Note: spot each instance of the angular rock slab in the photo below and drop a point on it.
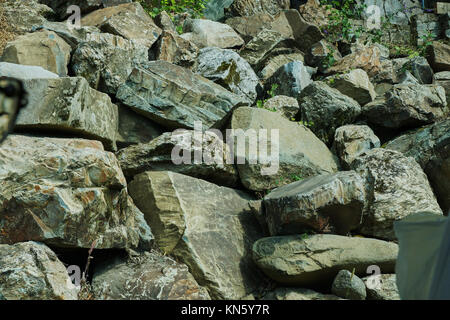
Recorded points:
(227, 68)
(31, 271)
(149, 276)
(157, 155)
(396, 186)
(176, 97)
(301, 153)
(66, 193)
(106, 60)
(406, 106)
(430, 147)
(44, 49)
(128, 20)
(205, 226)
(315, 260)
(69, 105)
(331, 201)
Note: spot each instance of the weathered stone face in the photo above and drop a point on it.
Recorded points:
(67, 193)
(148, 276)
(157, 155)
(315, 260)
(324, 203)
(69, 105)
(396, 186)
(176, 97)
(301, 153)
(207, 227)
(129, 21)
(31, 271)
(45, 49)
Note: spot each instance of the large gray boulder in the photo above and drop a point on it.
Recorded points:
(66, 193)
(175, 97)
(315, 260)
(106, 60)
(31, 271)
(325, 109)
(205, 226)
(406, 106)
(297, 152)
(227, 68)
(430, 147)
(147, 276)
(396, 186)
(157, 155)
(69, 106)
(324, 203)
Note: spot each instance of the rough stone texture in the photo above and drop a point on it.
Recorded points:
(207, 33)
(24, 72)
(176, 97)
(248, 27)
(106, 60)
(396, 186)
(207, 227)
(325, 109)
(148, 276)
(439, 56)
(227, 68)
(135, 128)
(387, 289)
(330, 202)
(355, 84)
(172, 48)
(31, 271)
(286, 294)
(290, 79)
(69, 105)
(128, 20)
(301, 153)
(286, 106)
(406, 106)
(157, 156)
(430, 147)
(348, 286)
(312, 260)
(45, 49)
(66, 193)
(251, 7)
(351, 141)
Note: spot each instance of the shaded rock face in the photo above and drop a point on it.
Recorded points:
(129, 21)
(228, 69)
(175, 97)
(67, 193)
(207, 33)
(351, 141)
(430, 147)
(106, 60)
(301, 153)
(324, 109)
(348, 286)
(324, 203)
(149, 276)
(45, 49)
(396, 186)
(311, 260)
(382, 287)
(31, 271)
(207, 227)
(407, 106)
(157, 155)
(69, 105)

EXERCISE:
Retype all the records shown above, character for character. Omit every picture.

EXERCISE ANSWER:
Note: spot each instance of the angular rock slab in the photo below and drop a point on it.
Recorded points:
(227, 68)
(31, 271)
(149, 276)
(157, 155)
(396, 186)
(176, 97)
(301, 153)
(66, 193)
(106, 60)
(406, 106)
(430, 147)
(44, 49)
(128, 20)
(205, 226)
(315, 260)
(69, 105)
(331, 201)
Note: spot each instance of the weathered stone face in the photo above and drop a point on it.
Recorded points:
(67, 193)
(148, 276)
(157, 155)
(315, 260)
(324, 203)
(69, 105)
(396, 186)
(176, 97)
(301, 153)
(207, 227)
(129, 21)
(31, 271)
(45, 49)
Note: spot each instance of the large gray boulder in the photo above and drop a point on it.
Recorded points:
(66, 193)
(175, 97)
(315, 260)
(106, 60)
(31, 271)
(325, 109)
(205, 226)
(406, 106)
(297, 152)
(227, 68)
(430, 147)
(147, 276)
(396, 186)
(157, 155)
(69, 106)
(324, 203)
Note: spot each instance of the rough stone texture in the photo above and drop a point on it.
Recorded points:
(207, 33)
(24, 72)
(176, 97)
(248, 27)
(106, 60)
(396, 186)
(207, 227)
(325, 109)
(148, 276)
(439, 56)
(227, 68)
(135, 128)
(387, 289)
(330, 202)
(355, 84)
(172, 48)
(31, 271)
(286, 294)
(290, 79)
(69, 105)
(128, 20)
(301, 153)
(286, 106)
(406, 106)
(157, 156)
(430, 147)
(348, 286)
(312, 260)
(45, 49)
(66, 193)
(251, 7)
(351, 141)
Note: spot each instance of the shaded rock face in the photo above and drop a point on it.
Recorded points:
(129, 21)
(228, 69)
(175, 97)
(67, 193)
(207, 33)
(351, 141)
(430, 147)
(106, 60)
(301, 153)
(324, 109)
(348, 286)
(324, 203)
(149, 276)
(45, 49)
(396, 186)
(311, 260)
(382, 287)
(31, 271)
(207, 227)
(407, 106)
(157, 155)
(69, 105)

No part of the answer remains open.